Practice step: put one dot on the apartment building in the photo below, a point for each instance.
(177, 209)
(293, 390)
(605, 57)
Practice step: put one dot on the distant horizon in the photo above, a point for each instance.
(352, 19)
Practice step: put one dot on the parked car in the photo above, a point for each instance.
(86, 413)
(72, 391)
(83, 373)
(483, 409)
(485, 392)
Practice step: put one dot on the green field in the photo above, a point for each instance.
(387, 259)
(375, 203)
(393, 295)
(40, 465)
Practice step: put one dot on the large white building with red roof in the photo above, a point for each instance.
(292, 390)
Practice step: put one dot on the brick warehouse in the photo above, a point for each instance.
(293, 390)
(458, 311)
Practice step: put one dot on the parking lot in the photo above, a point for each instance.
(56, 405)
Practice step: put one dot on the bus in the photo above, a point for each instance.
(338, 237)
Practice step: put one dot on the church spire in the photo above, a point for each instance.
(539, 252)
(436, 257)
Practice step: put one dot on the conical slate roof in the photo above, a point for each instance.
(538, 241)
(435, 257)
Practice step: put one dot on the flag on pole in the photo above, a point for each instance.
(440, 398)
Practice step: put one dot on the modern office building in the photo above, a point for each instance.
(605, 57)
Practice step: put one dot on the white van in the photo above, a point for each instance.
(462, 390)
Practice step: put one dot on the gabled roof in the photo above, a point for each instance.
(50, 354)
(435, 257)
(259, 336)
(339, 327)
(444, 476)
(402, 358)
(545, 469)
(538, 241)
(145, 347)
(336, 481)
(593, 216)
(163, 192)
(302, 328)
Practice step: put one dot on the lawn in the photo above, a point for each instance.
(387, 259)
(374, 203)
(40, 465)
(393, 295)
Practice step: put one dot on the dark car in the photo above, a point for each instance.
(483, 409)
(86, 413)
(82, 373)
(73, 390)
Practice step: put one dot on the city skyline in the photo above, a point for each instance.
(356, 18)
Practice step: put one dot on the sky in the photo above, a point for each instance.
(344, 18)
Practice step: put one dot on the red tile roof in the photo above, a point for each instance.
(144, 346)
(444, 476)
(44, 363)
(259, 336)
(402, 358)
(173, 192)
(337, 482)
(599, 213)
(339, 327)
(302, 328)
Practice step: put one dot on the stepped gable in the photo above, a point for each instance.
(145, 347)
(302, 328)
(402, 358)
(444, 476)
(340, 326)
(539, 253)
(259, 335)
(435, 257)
··········
Brief
Write the entries out once more, exactly as given.

Exercise result
Practice step: put one dot on the apartment building in the photo below, a point for each instance.
(177, 209)
(293, 390)
(605, 57)
Practice step: put one dot on the distant horizon in the photo above, a point for each instance.
(352, 19)
Practice step: put one dot on the parked car in the photo above, a point for each instance.
(86, 413)
(72, 391)
(83, 373)
(483, 409)
(485, 392)
Practice step: put one dot on the green field in the photo above, a point for each instance.
(387, 259)
(375, 203)
(393, 295)
(40, 465)
Practice step: put one dot on the large white building with red roof in the photo above, a point for each instance.
(292, 390)
Practice step: put one dot on the brick warehouse in the photo above, a point for each instance.
(293, 390)
(458, 311)
Practice step: put one dot on the parking lot in the photo above, a point for each instance.
(56, 405)
Practice step: put one dot on the bus in the photo above, a point for each instance.
(338, 237)
Practice step: put one dot on the church spire in the photo above, a point for each instance.
(539, 252)
(436, 257)
Practice step: put one dot on the conical slate roof in the photo above, a point for each instance.
(538, 241)
(435, 257)
Practice step: put one dot on the flag on pole in the photo above, a point for each instance.
(440, 398)
Practice step: put one dot on the modern office building in the photo above, a point for each instance.
(605, 57)
Practice step: put one dot on the white van in the photo above, a point for each instance.
(462, 390)
Practice step: put one dot on the gabled roof in the photo above, a point for each instance.
(50, 354)
(435, 257)
(259, 336)
(339, 327)
(444, 476)
(402, 358)
(545, 469)
(538, 241)
(145, 347)
(336, 481)
(593, 216)
(163, 192)
(302, 328)
Practice step: put one dot on the lawn in the photo above, a point for each instance.
(387, 259)
(374, 203)
(40, 465)
(393, 295)
Practice step: put one dot on the dark car in the photo above, a point for each instance.
(483, 409)
(86, 413)
(82, 373)
(73, 390)
Practice step: put one dot on the city skyline in the photo above, a point for each instance.
(356, 18)
Practice step: put one dot on the sky in the photo above, a point for each instance.
(344, 18)
Practice step: put one dot on the red tile roof in the photo above, a point for each instance.
(144, 346)
(444, 476)
(44, 363)
(259, 336)
(402, 358)
(173, 192)
(337, 482)
(599, 213)
(339, 327)
(302, 328)
Practice step: put one dot on the stepped gable in the photo above, a point for each instance.
(145, 347)
(302, 328)
(402, 358)
(444, 476)
(340, 326)
(539, 253)
(259, 335)
(435, 257)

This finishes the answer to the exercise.